Dataset items:
<<<<

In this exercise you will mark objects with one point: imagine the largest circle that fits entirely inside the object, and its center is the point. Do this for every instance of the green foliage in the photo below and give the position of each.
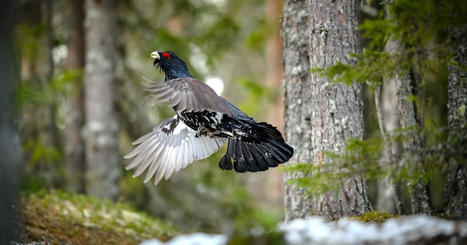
(363, 157)
(72, 218)
(423, 34)
(425, 30)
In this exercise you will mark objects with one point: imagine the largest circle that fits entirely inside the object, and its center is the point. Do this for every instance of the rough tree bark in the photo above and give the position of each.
(74, 144)
(455, 193)
(411, 119)
(386, 101)
(388, 120)
(101, 136)
(336, 109)
(297, 99)
(268, 186)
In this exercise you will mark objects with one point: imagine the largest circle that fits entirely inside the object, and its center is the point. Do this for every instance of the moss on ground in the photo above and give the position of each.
(374, 216)
(66, 218)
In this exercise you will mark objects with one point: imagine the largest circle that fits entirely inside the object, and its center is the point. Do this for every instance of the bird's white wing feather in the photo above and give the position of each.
(171, 146)
(188, 94)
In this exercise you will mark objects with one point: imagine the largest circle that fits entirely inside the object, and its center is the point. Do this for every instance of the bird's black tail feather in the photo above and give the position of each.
(259, 155)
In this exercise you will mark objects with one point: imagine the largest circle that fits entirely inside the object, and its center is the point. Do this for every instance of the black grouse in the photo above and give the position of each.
(203, 122)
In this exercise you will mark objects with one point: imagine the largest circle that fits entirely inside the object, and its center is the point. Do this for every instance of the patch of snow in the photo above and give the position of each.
(402, 230)
(191, 239)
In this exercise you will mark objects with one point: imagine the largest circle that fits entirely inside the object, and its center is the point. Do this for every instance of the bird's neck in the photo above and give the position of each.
(178, 70)
(169, 75)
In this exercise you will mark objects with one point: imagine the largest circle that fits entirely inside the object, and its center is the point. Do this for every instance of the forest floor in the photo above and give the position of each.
(65, 218)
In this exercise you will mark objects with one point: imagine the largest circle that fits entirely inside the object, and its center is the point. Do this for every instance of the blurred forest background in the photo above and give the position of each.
(233, 43)
(80, 104)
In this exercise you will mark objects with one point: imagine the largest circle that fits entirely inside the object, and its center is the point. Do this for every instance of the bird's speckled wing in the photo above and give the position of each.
(171, 146)
(190, 94)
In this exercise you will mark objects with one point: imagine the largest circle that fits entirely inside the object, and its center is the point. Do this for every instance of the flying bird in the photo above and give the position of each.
(202, 124)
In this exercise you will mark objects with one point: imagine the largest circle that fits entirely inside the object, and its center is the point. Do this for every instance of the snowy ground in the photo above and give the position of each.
(417, 229)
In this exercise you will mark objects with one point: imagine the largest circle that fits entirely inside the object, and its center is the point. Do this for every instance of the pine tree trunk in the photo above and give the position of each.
(297, 99)
(336, 109)
(413, 144)
(101, 136)
(455, 193)
(386, 99)
(388, 120)
(74, 145)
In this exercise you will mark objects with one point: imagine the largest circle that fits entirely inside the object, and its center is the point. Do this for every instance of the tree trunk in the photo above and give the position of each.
(455, 193)
(412, 119)
(386, 101)
(388, 120)
(10, 147)
(74, 145)
(260, 184)
(336, 109)
(101, 136)
(297, 99)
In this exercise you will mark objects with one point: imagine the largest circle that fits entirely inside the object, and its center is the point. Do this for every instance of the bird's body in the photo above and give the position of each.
(203, 122)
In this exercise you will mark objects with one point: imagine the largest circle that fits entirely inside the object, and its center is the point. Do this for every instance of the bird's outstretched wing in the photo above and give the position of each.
(189, 94)
(171, 146)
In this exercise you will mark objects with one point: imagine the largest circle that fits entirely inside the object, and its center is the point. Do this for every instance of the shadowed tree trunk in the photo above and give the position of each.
(455, 193)
(336, 109)
(101, 136)
(297, 99)
(10, 147)
(260, 184)
(74, 145)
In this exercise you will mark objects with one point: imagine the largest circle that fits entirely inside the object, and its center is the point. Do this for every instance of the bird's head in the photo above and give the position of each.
(170, 64)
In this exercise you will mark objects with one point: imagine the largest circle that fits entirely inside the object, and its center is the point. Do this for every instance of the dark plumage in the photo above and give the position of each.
(202, 124)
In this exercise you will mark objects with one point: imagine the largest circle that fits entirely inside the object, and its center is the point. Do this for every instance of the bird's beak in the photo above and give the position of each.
(155, 55)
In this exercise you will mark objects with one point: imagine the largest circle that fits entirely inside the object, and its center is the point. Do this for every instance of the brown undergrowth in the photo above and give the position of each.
(65, 218)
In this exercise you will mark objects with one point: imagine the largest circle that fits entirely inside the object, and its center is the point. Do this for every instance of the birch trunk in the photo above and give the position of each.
(297, 99)
(101, 137)
(74, 145)
(336, 109)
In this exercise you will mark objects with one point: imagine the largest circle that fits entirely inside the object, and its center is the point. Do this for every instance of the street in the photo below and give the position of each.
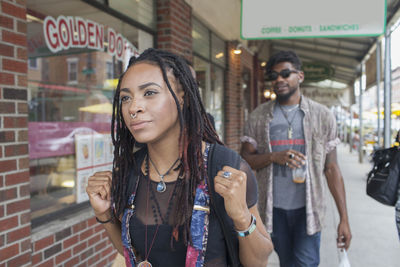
(375, 241)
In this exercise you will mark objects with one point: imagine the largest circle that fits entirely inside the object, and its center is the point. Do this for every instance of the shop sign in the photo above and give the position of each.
(262, 19)
(316, 71)
(69, 32)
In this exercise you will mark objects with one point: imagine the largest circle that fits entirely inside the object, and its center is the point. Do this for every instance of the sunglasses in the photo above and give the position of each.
(273, 75)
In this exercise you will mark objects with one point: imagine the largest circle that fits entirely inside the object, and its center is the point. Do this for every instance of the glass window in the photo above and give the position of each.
(72, 70)
(139, 10)
(32, 63)
(70, 96)
(211, 86)
(201, 39)
(217, 50)
(109, 70)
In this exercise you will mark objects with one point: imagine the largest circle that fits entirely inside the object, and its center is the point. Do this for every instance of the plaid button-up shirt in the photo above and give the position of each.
(320, 138)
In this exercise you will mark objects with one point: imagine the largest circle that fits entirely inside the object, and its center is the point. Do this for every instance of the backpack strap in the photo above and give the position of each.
(220, 156)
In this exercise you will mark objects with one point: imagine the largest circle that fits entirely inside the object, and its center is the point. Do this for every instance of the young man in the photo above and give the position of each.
(283, 135)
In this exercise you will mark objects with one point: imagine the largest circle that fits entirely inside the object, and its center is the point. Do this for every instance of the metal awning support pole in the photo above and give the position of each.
(378, 90)
(351, 128)
(360, 147)
(387, 91)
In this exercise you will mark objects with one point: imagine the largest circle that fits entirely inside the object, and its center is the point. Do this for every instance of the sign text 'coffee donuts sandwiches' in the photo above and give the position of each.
(75, 32)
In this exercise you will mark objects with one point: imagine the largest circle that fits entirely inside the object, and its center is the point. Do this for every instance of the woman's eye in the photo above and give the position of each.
(149, 93)
(124, 98)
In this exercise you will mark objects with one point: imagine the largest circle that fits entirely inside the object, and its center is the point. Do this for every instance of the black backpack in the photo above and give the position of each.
(383, 179)
(218, 157)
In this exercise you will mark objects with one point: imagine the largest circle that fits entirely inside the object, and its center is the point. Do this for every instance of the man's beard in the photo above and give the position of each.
(285, 97)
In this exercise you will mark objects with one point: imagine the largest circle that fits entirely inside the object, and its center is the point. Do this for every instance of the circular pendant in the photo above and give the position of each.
(144, 264)
(161, 186)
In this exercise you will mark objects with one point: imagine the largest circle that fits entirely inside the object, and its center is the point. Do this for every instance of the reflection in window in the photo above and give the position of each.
(70, 104)
(72, 70)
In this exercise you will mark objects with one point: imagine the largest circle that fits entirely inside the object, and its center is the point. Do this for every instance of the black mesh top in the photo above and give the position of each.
(166, 251)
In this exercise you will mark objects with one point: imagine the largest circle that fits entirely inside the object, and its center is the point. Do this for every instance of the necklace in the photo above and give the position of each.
(161, 187)
(285, 114)
(146, 263)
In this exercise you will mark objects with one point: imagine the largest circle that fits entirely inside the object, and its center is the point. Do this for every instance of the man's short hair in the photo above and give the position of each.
(283, 56)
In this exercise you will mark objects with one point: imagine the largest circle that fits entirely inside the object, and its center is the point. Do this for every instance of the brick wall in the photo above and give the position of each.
(174, 27)
(234, 115)
(15, 228)
(82, 244)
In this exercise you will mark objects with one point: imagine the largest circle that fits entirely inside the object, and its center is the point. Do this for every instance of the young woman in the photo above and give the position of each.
(156, 205)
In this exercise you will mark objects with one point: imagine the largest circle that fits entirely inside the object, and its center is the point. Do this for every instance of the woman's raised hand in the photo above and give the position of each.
(99, 192)
(231, 184)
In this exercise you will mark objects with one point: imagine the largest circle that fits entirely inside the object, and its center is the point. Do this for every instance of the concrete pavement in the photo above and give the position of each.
(375, 241)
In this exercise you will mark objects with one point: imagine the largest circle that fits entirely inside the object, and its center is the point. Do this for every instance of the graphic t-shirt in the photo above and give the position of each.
(287, 194)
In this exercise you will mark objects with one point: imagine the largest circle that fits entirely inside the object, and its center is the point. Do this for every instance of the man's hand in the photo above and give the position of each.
(344, 235)
(291, 158)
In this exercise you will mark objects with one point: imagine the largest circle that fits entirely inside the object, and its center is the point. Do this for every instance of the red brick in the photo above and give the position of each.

>>>>

*CHALLENGE*. Every line from the one containing "the man's hand" through the end of the data must be repeated exactly, and no other line.

*FULL RESPONSE*.
In this exercise you will mark objects with one point: imagine the largest circle that fits entirely inside the object, and its center is the point. Do this for every instance of the man's hand in the photo above and give the position of each.
(344, 235)
(291, 158)
In this exercise you will mark objects with one point: imagine the largest circle that fits entirely inside the object, and its center is the point. Do this for every instance of the red brick in the photo above and give the position of each.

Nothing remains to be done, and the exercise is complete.